* [Work request] Copy each line of the entries that includes the word "wearing".
Data to examine section start
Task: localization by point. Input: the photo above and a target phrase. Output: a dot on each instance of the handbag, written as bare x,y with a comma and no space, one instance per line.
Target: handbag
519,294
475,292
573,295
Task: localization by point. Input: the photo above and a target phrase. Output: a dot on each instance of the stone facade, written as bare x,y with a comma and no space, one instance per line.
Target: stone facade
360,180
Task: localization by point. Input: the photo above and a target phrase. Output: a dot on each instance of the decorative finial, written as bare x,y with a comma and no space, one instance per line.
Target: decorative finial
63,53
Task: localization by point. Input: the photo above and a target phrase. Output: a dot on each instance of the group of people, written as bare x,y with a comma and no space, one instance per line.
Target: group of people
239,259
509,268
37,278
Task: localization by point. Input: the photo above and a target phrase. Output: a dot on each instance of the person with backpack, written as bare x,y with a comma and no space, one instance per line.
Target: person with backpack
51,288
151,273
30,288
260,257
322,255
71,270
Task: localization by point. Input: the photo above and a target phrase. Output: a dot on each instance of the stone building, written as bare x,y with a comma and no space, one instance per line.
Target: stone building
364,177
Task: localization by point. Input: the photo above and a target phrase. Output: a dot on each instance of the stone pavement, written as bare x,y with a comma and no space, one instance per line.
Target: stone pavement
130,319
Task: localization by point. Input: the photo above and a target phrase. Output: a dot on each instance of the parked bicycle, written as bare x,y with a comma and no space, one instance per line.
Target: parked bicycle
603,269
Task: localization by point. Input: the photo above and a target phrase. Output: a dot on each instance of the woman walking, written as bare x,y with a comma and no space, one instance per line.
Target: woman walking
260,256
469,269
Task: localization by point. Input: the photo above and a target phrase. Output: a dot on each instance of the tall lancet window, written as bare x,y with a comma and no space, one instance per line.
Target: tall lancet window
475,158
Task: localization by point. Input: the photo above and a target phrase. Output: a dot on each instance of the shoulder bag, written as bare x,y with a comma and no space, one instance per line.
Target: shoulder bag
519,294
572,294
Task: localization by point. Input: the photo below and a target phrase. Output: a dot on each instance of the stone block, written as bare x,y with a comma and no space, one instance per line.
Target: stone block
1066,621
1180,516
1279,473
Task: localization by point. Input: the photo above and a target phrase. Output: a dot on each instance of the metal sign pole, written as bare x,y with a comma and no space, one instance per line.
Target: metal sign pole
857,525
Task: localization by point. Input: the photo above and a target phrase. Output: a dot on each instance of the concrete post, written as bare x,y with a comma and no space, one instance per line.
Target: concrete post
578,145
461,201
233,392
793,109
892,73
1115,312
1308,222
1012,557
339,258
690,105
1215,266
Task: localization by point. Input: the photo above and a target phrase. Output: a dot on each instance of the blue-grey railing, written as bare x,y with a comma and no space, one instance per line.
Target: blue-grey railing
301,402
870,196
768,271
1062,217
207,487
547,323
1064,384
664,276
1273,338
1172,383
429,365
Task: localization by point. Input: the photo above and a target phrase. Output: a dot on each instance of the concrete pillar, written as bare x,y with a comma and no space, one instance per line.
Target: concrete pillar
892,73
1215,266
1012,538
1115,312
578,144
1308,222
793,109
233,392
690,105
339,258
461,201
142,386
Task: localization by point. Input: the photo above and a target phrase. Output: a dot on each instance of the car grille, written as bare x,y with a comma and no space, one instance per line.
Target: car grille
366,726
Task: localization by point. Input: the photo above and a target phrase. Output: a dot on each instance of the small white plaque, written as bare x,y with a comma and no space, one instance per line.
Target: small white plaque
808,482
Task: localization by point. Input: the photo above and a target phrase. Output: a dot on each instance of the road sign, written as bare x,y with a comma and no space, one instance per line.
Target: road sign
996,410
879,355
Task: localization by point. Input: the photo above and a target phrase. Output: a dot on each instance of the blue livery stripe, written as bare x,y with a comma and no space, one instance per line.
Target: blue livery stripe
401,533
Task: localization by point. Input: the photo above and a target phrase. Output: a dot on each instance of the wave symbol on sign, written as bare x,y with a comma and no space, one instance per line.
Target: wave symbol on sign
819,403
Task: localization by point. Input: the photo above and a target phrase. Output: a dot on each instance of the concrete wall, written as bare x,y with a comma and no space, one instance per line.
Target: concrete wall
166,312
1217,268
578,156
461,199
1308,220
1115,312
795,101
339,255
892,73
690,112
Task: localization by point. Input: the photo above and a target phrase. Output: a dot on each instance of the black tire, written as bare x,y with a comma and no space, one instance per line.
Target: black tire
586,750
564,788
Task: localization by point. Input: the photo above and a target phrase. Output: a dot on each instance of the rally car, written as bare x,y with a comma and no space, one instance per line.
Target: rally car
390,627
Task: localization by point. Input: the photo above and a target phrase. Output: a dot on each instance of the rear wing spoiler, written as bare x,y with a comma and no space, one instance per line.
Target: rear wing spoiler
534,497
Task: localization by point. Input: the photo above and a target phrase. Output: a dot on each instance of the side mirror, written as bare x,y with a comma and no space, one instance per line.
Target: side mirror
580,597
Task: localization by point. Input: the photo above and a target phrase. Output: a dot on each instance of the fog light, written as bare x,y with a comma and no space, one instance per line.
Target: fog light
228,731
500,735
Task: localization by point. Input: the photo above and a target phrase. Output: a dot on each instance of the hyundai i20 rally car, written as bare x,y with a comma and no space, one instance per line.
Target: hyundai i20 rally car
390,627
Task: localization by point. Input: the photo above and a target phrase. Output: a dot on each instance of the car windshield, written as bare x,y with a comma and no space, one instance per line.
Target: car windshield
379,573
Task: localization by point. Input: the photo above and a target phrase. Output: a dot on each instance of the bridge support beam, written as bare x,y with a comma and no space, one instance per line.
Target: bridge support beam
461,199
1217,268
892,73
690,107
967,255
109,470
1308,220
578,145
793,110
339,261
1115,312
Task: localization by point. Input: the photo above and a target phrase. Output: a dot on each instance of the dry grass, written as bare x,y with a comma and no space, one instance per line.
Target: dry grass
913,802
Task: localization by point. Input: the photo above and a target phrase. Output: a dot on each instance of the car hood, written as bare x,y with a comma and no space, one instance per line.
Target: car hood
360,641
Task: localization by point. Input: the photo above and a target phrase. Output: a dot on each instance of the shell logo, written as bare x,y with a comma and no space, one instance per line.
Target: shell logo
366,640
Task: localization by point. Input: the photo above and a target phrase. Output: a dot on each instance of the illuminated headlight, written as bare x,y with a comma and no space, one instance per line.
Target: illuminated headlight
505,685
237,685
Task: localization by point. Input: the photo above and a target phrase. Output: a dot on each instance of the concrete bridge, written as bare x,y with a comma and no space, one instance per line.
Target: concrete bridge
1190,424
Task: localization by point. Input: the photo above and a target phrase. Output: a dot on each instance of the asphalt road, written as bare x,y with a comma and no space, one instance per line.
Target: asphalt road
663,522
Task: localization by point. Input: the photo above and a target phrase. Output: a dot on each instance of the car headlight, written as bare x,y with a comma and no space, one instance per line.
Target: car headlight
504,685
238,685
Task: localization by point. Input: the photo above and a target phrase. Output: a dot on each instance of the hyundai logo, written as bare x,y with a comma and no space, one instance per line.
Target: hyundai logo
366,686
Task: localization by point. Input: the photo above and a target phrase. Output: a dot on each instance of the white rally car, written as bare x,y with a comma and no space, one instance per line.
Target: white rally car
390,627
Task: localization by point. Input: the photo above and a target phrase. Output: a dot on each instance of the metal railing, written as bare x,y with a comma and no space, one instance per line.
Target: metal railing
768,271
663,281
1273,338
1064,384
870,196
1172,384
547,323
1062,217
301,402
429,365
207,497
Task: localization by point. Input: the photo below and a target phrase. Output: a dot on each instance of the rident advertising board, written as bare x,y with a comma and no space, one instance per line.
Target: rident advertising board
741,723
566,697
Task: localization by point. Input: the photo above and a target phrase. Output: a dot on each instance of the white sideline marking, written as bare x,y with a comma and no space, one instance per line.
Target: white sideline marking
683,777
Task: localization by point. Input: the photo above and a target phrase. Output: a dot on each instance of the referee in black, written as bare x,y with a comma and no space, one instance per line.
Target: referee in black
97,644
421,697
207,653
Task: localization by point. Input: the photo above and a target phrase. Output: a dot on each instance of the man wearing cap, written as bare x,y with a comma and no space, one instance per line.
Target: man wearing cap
Data to examine section end
* [Response to the exercise]
Task: localization by point. Input: the photo above and a target phrase. Output: a dot on each instance of the man wearing cap, written as bare x,y with a comma and no space, one instance per line.
Target: man wearing cap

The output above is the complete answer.